**The problem**
A copy is needed of each line in the records that has the word "tree".
*** Opening Dataset entries ***
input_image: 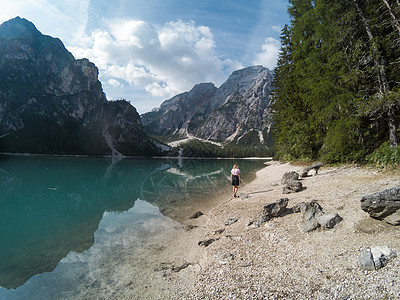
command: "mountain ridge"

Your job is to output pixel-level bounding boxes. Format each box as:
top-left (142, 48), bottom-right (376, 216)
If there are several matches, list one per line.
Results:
top-left (0, 17), bottom-right (162, 156)
top-left (141, 65), bottom-right (274, 148)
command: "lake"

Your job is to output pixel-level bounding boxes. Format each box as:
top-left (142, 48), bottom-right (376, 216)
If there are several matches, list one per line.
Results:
top-left (0, 156), bottom-right (267, 299)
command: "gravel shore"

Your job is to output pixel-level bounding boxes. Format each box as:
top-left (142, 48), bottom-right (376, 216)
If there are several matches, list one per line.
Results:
top-left (164, 161), bottom-right (400, 299)
top-left (107, 161), bottom-right (400, 299)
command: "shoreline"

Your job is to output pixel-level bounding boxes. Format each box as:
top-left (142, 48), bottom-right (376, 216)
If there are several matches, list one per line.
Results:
top-left (156, 161), bottom-right (400, 299)
top-left (3, 160), bottom-right (400, 299)
top-left (0, 152), bottom-right (273, 161)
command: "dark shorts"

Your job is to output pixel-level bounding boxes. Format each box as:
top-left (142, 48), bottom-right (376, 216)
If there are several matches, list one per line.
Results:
top-left (231, 175), bottom-right (239, 186)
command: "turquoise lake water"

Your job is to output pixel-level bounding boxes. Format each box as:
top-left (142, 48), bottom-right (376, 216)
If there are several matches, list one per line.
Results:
top-left (0, 156), bottom-right (267, 299)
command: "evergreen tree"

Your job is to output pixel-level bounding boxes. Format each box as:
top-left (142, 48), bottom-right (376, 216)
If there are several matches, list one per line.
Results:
top-left (272, 0), bottom-right (400, 162)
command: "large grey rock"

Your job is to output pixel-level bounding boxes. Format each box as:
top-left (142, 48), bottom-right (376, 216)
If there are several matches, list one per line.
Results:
top-left (361, 186), bottom-right (400, 225)
top-left (359, 246), bottom-right (397, 270)
top-left (299, 201), bottom-right (342, 232)
top-left (300, 202), bottom-right (324, 232)
top-left (291, 202), bottom-right (306, 213)
top-left (281, 171), bottom-right (299, 185)
top-left (316, 213), bottom-right (343, 229)
top-left (301, 162), bottom-right (323, 178)
top-left (358, 249), bottom-right (375, 271)
top-left (283, 180), bottom-right (303, 194)
top-left (247, 198), bottom-right (289, 227)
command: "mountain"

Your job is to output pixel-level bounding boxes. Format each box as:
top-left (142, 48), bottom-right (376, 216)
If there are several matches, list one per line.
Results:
top-left (141, 66), bottom-right (274, 146)
top-left (141, 82), bottom-right (217, 138)
top-left (0, 17), bottom-right (160, 156)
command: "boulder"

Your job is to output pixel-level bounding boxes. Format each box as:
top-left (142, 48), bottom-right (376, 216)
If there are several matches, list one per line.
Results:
top-left (359, 246), bottom-right (397, 271)
top-left (281, 171), bottom-right (299, 185)
top-left (291, 202), bottom-right (306, 213)
top-left (358, 249), bottom-right (375, 271)
top-left (283, 180), bottom-right (303, 194)
top-left (299, 201), bottom-right (342, 232)
top-left (361, 186), bottom-right (400, 225)
top-left (247, 198), bottom-right (289, 227)
top-left (301, 162), bottom-right (323, 178)
top-left (316, 213), bottom-right (343, 229)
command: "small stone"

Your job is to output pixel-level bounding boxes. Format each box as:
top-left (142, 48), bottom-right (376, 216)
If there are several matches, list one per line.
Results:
top-left (212, 228), bottom-right (225, 235)
top-left (198, 238), bottom-right (219, 247)
top-left (225, 217), bottom-right (239, 226)
top-left (189, 211), bottom-right (204, 219)
top-left (215, 249), bottom-right (234, 264)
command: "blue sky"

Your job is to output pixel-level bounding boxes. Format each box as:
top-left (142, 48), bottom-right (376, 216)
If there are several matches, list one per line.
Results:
top-left (0, 0), bottom-right (289, 113)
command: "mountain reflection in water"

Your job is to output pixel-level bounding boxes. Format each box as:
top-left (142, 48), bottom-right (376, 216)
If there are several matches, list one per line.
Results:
top-left (0, 156), bottom-right (266, 290)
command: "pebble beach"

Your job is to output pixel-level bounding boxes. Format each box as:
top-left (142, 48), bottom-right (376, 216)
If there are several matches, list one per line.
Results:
top-left (96, 161), bottom-right (400, 299)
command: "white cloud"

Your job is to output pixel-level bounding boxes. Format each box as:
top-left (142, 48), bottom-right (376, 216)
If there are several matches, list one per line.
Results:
top-left (252, 37), bottom-right (280, 70)
top-left (68, 19), bottom-right (238, 101)
top-left (106, 79), bottom-right (123, 88)
top-left (272, 25), bottom-right (282, 34)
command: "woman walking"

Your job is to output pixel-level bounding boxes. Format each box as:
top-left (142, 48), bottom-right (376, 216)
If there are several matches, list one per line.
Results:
top-left (231, 163), bottom-right (241, 197)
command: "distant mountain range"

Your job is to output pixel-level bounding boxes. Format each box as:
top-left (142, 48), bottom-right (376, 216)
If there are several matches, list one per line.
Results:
top-left (0, 17), bottom-right (275, 157)
top-left (0, 17), bottom-right (162, 156)
top-left (141, 65), bottom-right (274, 147)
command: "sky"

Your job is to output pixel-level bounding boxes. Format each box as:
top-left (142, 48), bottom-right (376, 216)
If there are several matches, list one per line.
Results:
top-left (0, 0), bottom-right (290, 113)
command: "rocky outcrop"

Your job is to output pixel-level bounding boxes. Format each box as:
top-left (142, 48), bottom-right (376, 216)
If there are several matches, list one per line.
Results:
top-left (361, 186), bottom-right (400, 225)
top-left (0, 17), bottom-right (160, 156)
top-left (141, 66), bottom-right (274, 146)
top-left (141, 83), bottom-right (217, 138)
top-left (194, 66), bottom-right (273, 143)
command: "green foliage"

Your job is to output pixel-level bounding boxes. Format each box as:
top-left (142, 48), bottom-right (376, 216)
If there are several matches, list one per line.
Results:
top-left (272, 0), bottom-right (400, 163)
top-left (180, 139), bottom-right (274, 158)
top-left (319, 118), bottom-right (366, 162)
top-left (367, 142), bottom-right (400, 166)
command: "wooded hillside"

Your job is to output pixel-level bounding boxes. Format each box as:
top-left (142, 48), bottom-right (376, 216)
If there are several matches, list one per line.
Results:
top-left (272, 0), bottom-right (400, 163)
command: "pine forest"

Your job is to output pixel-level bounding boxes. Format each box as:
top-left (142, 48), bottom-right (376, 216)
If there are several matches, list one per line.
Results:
top-left (272, 0), bottom-right (400, 164)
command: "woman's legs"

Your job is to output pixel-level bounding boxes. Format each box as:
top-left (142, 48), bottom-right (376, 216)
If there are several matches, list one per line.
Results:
top-left (233, 185), bottom-right (238, 196)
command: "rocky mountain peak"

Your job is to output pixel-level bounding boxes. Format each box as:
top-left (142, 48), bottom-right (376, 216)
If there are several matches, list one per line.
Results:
top-left (142, 65), bottom-right (274, 146)
top-left (211, 65), bottom-right (273, 110)
top-left (0, 17), bottom-right (41, 39)
top-left (0, 17), bottom-right (160, 156)
top-left (160, 82), bottom-right (216, 111)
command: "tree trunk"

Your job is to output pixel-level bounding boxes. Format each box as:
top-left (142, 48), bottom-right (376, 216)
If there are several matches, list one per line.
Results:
top-left (388, 105), bottom-right (398, 147)
top-left (382, 0), bottom-right (400, 36)
top-left (353, 0), bottom-right (398, 147)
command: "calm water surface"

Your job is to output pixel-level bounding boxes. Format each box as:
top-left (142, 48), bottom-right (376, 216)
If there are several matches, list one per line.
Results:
top-left (0, 156), bottom-right (267, 298)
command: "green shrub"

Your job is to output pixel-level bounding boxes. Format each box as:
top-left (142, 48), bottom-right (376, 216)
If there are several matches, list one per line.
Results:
top-left (367, 142), bottom-right (400, 166)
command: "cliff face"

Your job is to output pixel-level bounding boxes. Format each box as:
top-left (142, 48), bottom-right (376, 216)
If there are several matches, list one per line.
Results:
top-left (142, 66), bottom-right (274, 145)
top-left (0, 17), bottom-right (159, 156)
top-left (141, 82), bottom-right (217, 138)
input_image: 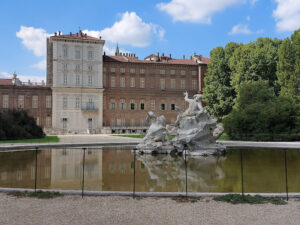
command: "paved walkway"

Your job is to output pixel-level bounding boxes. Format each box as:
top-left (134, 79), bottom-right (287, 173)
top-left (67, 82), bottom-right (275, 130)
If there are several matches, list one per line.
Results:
top-left (1, 194), bottom-right (299, 225)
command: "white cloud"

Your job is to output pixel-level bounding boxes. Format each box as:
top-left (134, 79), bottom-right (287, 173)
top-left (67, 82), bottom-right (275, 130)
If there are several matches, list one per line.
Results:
top-left (32, 59), bottom-right (46, 70)
top-left (0, 72), bottom-right (11, 78)
top-left (16, 26), bottom-right (50, 70)
top-left (273, 0), bottom-right (300, 32)
top-left (229, 24), bottom-right (252, 35)
top-left (16, 26), bottom-right (50, 57)
top-left (83, 11), bottom-right (164, 47)
top-left (0, 71), bottom-right (45, 82)
top-left (157, 0), bottom-right (242, 23)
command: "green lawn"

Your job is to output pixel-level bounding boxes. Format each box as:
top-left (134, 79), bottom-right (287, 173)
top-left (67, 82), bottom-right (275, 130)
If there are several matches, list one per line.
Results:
top-left (0, 136), bottom-right (59, 144)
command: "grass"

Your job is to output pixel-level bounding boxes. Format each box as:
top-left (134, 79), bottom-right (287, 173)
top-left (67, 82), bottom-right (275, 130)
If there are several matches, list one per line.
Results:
top-left (217, 133), bottom-right (231, 141)
top-left (112, 134), bottom-right (174, 140)
top-left (7, 190), bottom-right (62, 199)
top-left (213, 194), bottom-right (287, 205)
top-left (112, 134), bottom-right (145, 138)
top-left (0, 136), bottom-right (59, 144)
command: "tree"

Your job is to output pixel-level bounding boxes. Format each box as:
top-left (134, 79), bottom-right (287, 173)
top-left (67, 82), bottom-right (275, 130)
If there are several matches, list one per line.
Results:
top-left (229, 38), bottom-right (281, 93)
top-left (223, 80), bottom-right (300, 141)
top-left (203, 42), bottom-right (239, 118)
top-left (277, 29), bottom-right (300, 103)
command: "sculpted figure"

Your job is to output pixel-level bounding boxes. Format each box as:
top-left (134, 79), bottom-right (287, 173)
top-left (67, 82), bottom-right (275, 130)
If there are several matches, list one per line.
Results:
top-left (182, 91), bottom-right (204, 117)
top-left (136, 111), bottom-right (173, 153)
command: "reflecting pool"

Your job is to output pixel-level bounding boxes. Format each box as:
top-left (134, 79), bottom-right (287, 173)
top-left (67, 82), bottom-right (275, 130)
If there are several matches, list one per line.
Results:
top-left (0, 147), bottom-right (299, 193)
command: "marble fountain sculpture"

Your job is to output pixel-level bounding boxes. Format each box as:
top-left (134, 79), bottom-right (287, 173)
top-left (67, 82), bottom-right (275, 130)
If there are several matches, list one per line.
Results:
top-left (136, 92), bottom-right (226, 156)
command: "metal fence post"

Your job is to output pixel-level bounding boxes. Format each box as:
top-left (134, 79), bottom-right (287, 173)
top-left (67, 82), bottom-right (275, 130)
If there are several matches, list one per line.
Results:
top-left (133, 149), bottom-right (136, 199)
top-left (284, 149), bottom-right (289, 201)
top-left (34, 147), bottom-right (38, 192)
top-left (184, 150), bottom-right (188, 200)
top-left (240, 149), bottom-right (244, 199)
top-left (82, 148), bottom-right (86, 198)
*** Closing Dataset entries ***
**Task result**
command: "evergreen tree"
command: "tree trunk"
command: "tree"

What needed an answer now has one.